▶ [The problem]
In the listing below, locate the line containing "vegetation in the photo above."; reproduce that line and all lines that follow it, unchanged.

☆ ☆ ☆ ☆ ☆ ☆ ☆

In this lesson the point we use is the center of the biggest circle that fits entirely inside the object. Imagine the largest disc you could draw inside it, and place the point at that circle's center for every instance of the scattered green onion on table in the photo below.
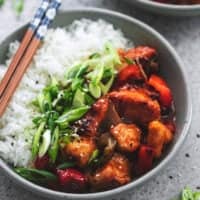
(188, 194)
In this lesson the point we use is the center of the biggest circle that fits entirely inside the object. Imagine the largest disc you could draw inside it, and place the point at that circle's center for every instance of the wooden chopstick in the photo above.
(28, 55)
(40, 13)
(16, 59)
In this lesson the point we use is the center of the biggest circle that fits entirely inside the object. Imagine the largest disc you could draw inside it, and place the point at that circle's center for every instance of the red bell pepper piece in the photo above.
(72, 180)
(145, 159)
(170, 125)
(161, 86)
(42, 163)
(129, 74)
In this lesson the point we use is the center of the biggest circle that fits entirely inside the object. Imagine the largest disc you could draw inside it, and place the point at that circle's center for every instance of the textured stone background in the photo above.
(184, 35)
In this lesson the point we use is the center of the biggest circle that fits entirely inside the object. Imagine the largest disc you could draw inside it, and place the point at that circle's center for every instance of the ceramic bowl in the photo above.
(172, 70)
(167, 9)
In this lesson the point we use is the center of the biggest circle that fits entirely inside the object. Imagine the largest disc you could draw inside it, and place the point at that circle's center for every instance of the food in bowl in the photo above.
(180, 2)
(92, 112)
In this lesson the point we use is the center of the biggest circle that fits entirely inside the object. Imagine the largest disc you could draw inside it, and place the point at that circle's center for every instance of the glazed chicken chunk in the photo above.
(158, 136)
(81, 150)
(114, 173)
(127, 136)
(136, 106)
(90, 123)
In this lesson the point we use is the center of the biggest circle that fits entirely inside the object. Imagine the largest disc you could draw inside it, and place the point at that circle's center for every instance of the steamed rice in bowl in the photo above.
(60, 49)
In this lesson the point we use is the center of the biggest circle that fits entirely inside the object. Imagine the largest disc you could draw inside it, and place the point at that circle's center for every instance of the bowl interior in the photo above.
(171, 69)
(167, 9)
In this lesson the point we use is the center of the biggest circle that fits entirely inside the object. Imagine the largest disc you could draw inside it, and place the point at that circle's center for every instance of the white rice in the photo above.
(61, 48)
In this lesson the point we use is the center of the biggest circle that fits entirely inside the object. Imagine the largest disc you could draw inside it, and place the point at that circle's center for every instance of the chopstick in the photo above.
(24, 44)
(28, 54)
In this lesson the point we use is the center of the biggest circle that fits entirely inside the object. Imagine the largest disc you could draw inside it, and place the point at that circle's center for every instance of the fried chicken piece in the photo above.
(145, 56)
(114, 173)
(81, 150)
(90, 123)
(127, 136)
(135, 106)
(158, 136)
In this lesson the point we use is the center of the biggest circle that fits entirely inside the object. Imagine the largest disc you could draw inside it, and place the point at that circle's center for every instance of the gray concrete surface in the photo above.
(184, 35)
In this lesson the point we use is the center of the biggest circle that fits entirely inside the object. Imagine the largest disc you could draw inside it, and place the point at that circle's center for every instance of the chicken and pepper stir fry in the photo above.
(114, 133)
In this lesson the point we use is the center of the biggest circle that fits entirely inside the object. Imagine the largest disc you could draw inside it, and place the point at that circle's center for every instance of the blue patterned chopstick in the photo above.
(48, 18)
(30, 43)
(40, 13)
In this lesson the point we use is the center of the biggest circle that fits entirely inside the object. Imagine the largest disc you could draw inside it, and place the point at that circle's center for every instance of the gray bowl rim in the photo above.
(61, 195)
(168, 7)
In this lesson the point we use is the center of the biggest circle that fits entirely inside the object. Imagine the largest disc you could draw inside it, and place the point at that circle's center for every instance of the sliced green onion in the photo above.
(72, 115)
(44, 101)
(95, 90)
(79, 99)
(36, 139)
(54, 147)
(187, 194)
(46, 140)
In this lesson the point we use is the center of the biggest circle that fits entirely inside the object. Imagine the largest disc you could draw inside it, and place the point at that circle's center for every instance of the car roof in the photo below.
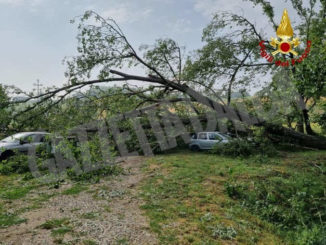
(210, 132)
(36, 132)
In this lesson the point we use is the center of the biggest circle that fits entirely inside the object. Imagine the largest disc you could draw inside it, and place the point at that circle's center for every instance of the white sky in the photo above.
(36, 34)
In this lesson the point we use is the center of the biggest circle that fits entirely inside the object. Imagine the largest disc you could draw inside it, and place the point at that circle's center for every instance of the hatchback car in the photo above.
(20, 142)
(207, 140)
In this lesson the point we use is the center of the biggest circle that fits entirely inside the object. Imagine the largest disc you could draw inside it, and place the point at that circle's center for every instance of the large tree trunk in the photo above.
(224, 111)
(306, 120)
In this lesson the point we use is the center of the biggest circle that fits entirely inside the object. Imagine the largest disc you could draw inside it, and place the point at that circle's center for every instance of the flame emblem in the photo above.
(285, 33)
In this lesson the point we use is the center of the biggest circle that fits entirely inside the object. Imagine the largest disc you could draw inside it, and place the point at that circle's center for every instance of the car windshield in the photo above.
(226, 136)
(14, 138)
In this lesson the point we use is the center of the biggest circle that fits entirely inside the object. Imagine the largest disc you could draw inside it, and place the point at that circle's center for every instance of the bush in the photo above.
(296, 205)
(15, 164)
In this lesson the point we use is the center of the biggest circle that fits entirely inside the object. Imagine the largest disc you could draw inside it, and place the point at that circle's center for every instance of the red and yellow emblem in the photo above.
(285, 42)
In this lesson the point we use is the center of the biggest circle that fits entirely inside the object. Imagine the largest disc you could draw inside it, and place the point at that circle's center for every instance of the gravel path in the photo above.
(106, 213)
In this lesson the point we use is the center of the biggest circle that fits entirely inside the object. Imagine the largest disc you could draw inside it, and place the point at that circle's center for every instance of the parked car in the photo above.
(20, 142)
(207, 140)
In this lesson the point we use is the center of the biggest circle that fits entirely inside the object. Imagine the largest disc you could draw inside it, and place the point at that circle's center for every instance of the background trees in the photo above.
(230, 55)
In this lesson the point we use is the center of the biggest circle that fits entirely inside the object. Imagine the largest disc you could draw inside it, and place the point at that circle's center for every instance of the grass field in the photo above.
(200, 198)
(189, 198)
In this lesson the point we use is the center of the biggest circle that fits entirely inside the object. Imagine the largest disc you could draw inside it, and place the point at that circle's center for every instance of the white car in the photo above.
(20, 142)
(207, 140)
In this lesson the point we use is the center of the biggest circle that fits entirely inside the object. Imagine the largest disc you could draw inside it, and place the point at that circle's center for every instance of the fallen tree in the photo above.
(104, 46)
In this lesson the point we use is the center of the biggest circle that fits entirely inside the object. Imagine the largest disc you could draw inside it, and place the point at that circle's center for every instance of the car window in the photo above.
(202, 136)
(214, 136)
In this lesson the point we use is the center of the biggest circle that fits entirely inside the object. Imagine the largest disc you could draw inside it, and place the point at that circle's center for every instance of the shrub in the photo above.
(296, 205)
(15, 164)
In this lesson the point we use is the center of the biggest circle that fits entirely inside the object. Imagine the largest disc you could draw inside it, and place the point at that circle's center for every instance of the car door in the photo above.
(213, 139)
(202, 140)
(28, 142)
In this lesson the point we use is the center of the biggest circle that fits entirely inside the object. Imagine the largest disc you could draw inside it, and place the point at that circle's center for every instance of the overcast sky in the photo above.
(36, 34)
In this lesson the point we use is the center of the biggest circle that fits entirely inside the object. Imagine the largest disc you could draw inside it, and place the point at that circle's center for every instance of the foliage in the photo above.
(295, 204)
(282, 202)
(15, 164)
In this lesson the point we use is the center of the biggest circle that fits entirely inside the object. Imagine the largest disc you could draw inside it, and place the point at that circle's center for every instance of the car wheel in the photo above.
(195, 148)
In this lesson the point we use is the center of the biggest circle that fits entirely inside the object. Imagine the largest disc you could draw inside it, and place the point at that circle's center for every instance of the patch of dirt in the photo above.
(107, 213)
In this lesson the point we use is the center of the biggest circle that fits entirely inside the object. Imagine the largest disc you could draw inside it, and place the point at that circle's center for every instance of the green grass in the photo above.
(89, 242)
(58, 227)
(193, 198)
(75, 190)
(90, 215)
(7, 219)
(54, 223)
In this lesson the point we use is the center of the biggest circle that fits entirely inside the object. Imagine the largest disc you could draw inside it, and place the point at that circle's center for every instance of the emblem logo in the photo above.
(285, 33)
(285, 44)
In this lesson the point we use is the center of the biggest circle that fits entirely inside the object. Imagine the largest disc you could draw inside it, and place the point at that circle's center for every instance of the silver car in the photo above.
(20, 142)
(207, 140)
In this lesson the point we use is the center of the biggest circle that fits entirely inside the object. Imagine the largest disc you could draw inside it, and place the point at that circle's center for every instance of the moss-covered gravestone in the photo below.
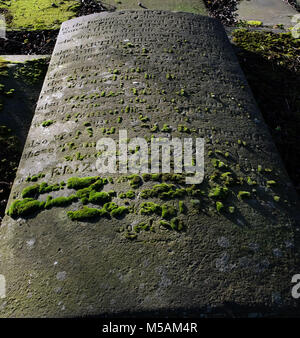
(78, 242)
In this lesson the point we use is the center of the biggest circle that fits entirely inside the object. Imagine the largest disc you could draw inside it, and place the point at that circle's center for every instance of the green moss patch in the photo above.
(271, 64)
(23, 208)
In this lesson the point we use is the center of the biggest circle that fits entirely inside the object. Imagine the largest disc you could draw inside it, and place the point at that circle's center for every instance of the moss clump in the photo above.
(130, 236)
(166, 128)
(271, 183)
(31, 191)
(47, 123)
(168, 211)
(176, 224)
(218, 164)
(268, 60)
(45, 188)
(60, 201)
(119, 212)
(32, 71)
(99, 197)
(25, 207)
(182, 207)
(141, 227)
(110, 206)
(164, 191)
(219, 192)
(149, 208)
(86, 214)
(196, 203)
(231, 209)
(243, 195)
(79, 183)
(254, 23)
(135, 181)
(129, 194)
(219, 206)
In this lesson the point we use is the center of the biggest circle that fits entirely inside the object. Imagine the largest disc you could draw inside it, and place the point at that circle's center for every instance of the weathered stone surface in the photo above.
(191, 6)
(135, 71)
(18, 108)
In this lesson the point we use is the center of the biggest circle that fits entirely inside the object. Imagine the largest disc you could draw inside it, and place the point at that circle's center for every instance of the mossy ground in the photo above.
(38, 14)
(10, 153)
(271, 64)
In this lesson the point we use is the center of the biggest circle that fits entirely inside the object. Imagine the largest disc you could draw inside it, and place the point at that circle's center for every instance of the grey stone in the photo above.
(122, 271)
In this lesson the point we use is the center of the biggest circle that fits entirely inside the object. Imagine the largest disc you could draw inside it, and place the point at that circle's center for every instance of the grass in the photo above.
(38, 14)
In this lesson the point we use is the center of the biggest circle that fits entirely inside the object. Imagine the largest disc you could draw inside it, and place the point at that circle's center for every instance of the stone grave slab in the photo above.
(76, 242)
(191, 6)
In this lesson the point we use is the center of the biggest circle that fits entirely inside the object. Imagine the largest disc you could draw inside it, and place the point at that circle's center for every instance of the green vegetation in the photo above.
(25, 207)
(243, 195)
(219, 192)
(79, 183)
(86, 214)
(168, 211)
(149, 208)
(254, 23)
(32, 71)
(135, 181)
(59, 201)
(119, 212)
(47, 123)
(31, 191)
(42, 14)
(219, 206)
(268, 60)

☆ ☆ ☆ ☆ ☆ ☆ ☆

▶ [Written response]
In this lesson the point we use is the center of the biggest circle that fits entirely inside the object. Imagine the largest disc you could draw inside it, and place the point at that circle's center for every instance of the green vegetation in the photo above.
(25, 207)
(243, 195)
(219, 192)
(79, 183)
(86, 214)
(168, 211)
(149, 208)
(254, 23)
(32, 71)
(135, 181)
(59, 201)
(119, 212)
(47, 123)
(31, 191)
(42, 14)
(219, 206)
(268, 60)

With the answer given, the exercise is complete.